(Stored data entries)
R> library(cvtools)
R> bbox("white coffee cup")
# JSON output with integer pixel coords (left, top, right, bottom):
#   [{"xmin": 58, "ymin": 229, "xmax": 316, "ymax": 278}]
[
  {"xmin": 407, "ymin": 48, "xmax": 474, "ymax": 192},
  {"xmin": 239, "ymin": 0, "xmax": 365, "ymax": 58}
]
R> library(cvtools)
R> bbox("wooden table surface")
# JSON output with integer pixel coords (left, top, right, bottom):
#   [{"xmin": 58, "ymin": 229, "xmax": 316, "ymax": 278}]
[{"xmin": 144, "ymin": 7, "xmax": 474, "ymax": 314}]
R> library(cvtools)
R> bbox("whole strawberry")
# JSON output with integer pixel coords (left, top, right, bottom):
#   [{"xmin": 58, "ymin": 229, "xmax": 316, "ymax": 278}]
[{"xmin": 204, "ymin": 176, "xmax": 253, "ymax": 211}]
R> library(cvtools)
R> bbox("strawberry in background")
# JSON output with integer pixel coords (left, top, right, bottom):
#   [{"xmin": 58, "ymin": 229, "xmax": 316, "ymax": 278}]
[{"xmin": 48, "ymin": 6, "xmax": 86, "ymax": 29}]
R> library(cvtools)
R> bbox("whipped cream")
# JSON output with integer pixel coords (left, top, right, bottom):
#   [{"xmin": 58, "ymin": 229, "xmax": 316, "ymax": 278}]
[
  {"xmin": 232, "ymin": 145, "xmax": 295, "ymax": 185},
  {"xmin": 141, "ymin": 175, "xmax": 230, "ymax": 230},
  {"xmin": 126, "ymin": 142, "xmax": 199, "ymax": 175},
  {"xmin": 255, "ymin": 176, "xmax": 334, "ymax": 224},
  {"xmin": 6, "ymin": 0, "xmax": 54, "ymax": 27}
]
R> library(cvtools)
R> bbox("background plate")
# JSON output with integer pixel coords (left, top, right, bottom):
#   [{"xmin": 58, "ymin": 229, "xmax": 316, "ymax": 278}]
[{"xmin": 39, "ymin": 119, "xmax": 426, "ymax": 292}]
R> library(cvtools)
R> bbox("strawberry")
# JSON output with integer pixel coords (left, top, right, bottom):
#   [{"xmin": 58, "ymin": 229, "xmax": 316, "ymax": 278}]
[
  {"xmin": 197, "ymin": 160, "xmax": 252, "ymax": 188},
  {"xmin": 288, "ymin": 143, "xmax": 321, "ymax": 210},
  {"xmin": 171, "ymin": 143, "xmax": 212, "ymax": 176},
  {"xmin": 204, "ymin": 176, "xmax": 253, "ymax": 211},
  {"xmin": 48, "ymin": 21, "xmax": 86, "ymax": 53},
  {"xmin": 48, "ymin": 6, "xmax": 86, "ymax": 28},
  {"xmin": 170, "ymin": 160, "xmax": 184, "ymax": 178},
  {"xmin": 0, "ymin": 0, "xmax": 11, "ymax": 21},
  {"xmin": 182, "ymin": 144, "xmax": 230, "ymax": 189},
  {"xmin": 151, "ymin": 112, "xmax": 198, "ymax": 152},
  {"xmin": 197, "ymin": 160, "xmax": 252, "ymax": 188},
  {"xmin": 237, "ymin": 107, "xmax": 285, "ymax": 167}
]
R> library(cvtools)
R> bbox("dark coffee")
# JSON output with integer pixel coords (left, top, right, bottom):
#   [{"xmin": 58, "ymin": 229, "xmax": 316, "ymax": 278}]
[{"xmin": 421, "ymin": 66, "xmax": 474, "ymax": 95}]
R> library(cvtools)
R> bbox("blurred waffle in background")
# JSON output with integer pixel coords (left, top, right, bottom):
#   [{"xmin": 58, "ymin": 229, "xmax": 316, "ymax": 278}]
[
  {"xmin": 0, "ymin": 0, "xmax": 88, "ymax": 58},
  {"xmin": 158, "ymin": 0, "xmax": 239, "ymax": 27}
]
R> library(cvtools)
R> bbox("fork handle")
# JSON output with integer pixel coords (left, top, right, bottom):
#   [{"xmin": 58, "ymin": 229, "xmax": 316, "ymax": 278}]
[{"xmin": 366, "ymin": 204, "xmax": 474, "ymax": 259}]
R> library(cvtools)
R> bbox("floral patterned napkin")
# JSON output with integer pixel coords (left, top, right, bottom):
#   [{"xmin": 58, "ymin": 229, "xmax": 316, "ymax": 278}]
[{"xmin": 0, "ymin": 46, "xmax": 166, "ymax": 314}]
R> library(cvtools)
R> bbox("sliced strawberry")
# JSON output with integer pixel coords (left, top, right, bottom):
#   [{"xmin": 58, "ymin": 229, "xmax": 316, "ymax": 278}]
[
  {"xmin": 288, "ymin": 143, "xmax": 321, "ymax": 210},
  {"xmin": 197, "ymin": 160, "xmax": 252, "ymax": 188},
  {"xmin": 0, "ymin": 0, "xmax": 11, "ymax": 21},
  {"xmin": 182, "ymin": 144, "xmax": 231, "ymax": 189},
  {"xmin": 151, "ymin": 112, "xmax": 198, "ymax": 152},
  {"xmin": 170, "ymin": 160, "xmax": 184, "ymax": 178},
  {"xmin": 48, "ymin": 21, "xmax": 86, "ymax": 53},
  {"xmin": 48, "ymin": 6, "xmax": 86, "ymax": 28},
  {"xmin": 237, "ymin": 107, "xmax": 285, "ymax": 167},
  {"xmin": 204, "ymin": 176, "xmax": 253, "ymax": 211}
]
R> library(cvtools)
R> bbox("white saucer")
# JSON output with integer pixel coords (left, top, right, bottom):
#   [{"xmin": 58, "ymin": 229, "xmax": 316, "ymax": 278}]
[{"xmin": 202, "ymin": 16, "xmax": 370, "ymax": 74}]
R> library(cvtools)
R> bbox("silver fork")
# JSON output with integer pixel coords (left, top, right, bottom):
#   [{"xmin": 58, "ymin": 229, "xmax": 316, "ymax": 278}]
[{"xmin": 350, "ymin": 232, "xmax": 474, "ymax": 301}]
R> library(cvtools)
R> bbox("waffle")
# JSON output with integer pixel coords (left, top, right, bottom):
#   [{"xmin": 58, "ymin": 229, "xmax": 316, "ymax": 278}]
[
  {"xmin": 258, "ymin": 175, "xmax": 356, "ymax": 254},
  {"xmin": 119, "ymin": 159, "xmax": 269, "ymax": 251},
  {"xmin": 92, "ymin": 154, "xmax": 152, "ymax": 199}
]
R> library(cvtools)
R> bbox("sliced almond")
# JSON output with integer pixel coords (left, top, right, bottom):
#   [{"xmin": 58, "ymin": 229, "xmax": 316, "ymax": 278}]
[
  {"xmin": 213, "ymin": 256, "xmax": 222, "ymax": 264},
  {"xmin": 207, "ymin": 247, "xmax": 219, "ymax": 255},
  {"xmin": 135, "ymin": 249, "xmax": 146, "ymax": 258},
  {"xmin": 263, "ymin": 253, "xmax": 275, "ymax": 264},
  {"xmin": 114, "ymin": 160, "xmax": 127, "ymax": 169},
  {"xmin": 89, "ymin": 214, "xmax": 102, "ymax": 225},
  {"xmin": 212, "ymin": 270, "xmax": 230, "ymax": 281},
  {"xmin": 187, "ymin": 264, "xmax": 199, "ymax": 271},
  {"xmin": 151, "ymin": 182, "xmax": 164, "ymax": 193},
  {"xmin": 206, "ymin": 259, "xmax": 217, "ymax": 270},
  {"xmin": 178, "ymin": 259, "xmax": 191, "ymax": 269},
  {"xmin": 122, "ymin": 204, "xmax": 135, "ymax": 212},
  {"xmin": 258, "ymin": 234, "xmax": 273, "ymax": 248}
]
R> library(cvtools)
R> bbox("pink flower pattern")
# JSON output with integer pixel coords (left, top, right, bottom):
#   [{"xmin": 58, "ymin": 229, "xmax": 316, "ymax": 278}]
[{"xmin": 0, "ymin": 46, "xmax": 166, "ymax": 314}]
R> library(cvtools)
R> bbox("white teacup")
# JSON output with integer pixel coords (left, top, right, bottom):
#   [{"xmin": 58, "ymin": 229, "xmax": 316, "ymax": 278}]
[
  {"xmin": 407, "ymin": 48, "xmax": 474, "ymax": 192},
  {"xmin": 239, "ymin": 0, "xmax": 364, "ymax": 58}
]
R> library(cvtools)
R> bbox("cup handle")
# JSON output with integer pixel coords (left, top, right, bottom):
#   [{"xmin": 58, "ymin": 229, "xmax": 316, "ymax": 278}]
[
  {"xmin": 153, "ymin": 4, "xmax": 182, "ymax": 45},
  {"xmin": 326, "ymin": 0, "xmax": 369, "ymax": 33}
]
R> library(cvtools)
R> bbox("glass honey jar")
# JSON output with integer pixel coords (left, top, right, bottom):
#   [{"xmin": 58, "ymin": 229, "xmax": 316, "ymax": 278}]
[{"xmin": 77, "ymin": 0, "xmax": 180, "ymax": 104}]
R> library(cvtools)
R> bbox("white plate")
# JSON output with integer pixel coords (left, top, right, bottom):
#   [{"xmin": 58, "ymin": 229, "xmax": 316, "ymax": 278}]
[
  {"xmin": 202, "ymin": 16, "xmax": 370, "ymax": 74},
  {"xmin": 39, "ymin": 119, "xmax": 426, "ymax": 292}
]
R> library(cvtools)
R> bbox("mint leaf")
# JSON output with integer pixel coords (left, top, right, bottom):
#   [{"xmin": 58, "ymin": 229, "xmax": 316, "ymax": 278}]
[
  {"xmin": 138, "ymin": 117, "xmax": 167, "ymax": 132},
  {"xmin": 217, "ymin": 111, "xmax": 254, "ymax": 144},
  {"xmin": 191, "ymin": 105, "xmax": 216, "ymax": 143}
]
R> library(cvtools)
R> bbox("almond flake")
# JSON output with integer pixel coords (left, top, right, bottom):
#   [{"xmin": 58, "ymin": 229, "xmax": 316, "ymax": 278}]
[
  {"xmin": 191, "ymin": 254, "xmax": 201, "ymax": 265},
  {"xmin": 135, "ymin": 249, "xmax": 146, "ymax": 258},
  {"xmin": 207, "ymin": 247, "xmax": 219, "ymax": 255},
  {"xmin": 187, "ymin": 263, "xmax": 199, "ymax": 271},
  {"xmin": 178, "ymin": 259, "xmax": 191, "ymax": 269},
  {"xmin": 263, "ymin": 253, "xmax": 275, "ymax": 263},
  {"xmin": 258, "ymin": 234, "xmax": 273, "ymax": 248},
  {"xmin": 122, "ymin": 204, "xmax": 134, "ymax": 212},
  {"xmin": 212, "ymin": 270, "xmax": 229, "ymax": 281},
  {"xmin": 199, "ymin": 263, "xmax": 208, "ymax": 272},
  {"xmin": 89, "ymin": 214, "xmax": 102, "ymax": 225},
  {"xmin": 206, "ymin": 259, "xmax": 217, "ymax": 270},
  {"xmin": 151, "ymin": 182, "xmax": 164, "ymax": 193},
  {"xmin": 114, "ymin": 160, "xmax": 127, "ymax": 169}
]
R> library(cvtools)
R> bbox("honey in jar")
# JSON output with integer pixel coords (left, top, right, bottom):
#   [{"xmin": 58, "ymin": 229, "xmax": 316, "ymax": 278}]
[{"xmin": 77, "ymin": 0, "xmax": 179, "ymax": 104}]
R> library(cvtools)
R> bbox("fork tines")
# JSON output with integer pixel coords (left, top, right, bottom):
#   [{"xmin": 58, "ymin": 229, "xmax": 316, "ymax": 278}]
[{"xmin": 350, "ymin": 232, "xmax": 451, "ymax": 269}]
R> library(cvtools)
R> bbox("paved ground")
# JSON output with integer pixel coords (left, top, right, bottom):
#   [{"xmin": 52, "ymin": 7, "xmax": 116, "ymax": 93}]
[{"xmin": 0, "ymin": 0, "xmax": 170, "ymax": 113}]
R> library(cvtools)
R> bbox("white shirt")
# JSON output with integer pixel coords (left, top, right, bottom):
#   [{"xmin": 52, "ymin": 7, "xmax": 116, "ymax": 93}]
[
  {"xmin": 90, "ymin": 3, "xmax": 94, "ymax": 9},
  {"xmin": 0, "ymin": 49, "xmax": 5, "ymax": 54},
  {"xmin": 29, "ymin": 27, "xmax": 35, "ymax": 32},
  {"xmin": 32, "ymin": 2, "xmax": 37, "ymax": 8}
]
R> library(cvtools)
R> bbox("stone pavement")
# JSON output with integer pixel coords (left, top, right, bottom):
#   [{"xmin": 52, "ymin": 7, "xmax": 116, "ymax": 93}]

◆ **Task to complete**
State how many lines of the stored data entries contain the word "plate". Give only the number.

◆ **Worked answer**
2